On Thursday 10th May 2018, the 19-year-old Noura Hussein Hamad was sentenced to death by hanging at the “Omdurman Wasat” Criminal Court, for defending herself against the man who brutally raped her.
The man now deceased, according to Noura assumed to have a ‘marital right’ to sex, and used violence and force to that end after Noura was forced into an arranged marriage with the deceased by her family. As of Thursday, Noura Hussein Hamad was sentenced to death by hanging for defending herself against the man who brutally raped her.
Noura prevented his second attempt to rape her by stabbing him with a knife, which led to his death from the injuries. Noura, a secondary school graduate from Al Bagir town, south of Khartoum, was found guilty of pre-meditated murder under Article 130 of the Sudanese Criminal Act. Noura and her lawyers have only 15 days to appeal and prevent her execution.
The Strategic Initiative for Women in the Horn of Africa (SIHA) rejects the legal decision and problematizes the Sudan Personal Status Law, which paves the way for forced marriage, and the Sudan Criminal Act, which ignores marital rape and the right to self-defense as well as the mental health situation of the rape victim. In addition, the judgment has neglected the course of events previous to the act of Noura’s self-defense.
The wide activist #JusticeForNoura campaign protests against the fact that she has not been granted the right to self-defense against sexual assaults.
The course of events according to Noura’s testimony: , At the age of 15 or 16, Noura ran away from her town to save herself from being forced into an arranged marriage to a man without her consent. After fleeing her home, Noura sought refuge at her aunt’s place in Sennar State and continued her education until she finished secondary school.

════

_The task_
In the text about Noura Hussein Hamad's sentencing, how many days do she and her lawyers have to file an appeal?

_Given data_
════

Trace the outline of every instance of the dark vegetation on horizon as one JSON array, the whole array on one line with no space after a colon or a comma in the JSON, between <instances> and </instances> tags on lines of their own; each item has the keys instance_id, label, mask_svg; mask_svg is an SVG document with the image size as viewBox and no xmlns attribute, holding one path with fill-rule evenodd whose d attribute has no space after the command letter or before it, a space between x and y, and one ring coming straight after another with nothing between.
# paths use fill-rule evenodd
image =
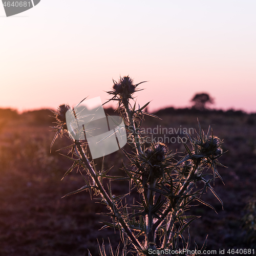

════

_Result below_
15 days